# Rank of a random variable that follows a Uniform Distribution (0,1)

Well the question is a little easier .. Let X be a random variable that follows a Uniform distribution (0,1)(Uniform Standard). What is rank of the variable? (Values ​​can take). I have a confusion between whether the variable can take real values ​​between the interval (0,1) or can only take the values ​​0 or 1

• Can you write the density function for $X$ uniformly distributed over $[0,1]$? Those points with non-zero probability belong to the rank of $X$!
– user21436
Jan 24, 2012 at 17:00
• @Kanna: Be careful that here, every point has zero probability... I see what you mean to ask by your second question but it needs to be slightly reformulated.
– Did
Jan 24, 2012 at 17:08
• @DidierPiau Thank You very much! Sure, I meant "non-zero density"!
– user21436
Jan 24, 2012 at 17:35
• @Kan: Yes. With the further caveat that the density function is only defined almost surely... Hence for every point there exists a density function which is zero at this point... :-)
– Did
Jan 24, 2012 at 17:47

Let X be a random variable that follows a Uniform distribution (0,1)(Uniform Standard).

Do you mean a discrete or a continuous distribution? Do you mean [0,1] or (0,1)? Or are these your questions?

• Sorry is a continuos distribution. that is X ~ Uniform (0,1). I thought that the random variable that follows a standard uniform distribution is understood to be a continuous distribution (by definition) Jan 24, 2012 at 23:10
• Melkhiah: If the definition is well known to you, why do you ask this question?
– Did
Jan 26, 2012 at 6:57

---

# To-do list:
• A. List every date-and-time stamp in the uniform distribution thread.
• B. Translate this sentence from the uniform distribution thread into Spanish: "Do you mean a discrete or a continuous distribution?"
• C. Answer these questions about the uniform distribution thread:
(i) In the opening question, which two possibilities for the variable's values is the asker confused between?
(ii) What phrase does user21436 say was meant in place of "non-zero probability"?
(iii) According to Did, the density function is only defined in what way?
The records are separate material, distinct from the thread above.

---

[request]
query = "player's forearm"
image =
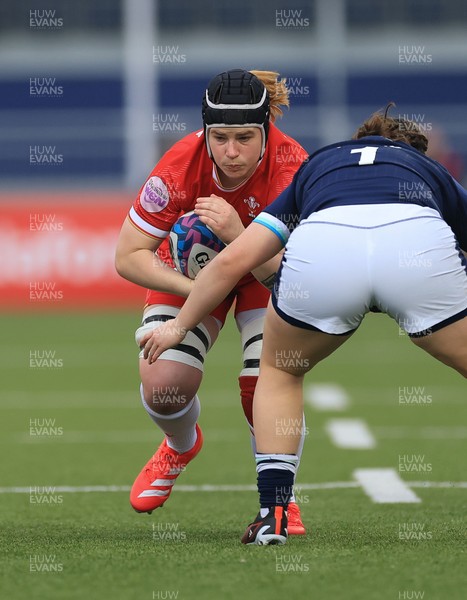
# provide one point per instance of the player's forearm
(146, 269)
(266, 274)
(209, 289)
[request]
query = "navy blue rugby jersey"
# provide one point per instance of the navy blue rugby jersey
(371, 170)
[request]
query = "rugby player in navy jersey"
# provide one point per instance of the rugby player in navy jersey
(367, 224)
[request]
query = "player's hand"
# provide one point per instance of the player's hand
(220, 216)
(168, 335)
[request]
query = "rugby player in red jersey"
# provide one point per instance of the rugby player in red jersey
(228, 172)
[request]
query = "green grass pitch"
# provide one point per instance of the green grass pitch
(63, 545)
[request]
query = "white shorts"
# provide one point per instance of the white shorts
(399, 259)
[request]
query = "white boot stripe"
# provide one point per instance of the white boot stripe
(149, 493)
(163, 482)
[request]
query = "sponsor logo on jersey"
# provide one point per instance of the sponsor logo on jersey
(154, 195)
(252, 205)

---

# Per-task answers:
• A.
Jan 24, 2012 at 17:00
Jan 24, 2012 at 17:08
Jan 24, 2012 at 17:35
Jan 24, 2012 at 17:47
Jan 24, 2012 at 23:10
Jan 26, 2012 at 6:57

• B. ¿Te refieres a una distribución discreta o a una continua?

• C.
(i) Whether the variable can take real values between the interval (0,1), or can only take the values 0 or 1.
(ii) "non-zero density"
(iii) Almost surely.